━━ Records supplied
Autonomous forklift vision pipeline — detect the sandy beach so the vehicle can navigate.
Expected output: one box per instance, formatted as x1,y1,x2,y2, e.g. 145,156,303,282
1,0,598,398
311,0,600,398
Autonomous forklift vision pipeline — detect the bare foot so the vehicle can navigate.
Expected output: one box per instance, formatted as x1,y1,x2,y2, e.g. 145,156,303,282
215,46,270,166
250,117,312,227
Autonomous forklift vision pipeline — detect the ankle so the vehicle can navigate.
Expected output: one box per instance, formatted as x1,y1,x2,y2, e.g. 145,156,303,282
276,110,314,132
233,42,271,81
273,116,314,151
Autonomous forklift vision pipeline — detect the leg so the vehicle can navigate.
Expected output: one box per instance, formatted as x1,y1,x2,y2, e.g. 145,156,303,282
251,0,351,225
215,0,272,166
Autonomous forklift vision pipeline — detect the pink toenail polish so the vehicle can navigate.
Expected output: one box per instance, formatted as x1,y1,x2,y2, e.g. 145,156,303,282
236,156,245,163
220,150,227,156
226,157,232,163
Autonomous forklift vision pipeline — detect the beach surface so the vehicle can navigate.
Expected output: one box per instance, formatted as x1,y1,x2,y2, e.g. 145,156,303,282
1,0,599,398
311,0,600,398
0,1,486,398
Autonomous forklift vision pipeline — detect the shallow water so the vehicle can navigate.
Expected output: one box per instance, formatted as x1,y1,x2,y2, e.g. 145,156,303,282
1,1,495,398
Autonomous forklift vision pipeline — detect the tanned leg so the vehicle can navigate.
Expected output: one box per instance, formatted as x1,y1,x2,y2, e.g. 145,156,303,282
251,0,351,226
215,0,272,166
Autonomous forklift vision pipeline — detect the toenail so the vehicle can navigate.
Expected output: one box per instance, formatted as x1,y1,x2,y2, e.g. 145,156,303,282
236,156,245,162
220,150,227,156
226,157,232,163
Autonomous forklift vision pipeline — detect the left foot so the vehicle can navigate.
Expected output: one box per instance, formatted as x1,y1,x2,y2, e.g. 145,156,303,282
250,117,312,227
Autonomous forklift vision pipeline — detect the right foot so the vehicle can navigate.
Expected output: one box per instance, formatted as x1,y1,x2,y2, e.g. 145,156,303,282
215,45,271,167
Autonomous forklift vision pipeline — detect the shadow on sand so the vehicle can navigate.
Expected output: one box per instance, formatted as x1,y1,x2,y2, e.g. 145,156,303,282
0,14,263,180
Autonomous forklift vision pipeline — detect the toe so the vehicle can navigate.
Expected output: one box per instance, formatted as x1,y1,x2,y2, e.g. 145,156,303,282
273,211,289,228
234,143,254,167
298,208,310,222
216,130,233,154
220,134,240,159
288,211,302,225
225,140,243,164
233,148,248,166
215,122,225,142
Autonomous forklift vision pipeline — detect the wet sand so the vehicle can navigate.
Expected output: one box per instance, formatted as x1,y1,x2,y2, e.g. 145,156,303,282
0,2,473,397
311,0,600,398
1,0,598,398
━━━━
What the task requires |
Take from the material every line that holds "toenail".

Exercise result |
Autonomous forklift vision pipeline — detect the pink toenail polish so the vehicle can navigate.
Autonomous forklift vision pipeline — detect the toenail so the vehicle can navigate.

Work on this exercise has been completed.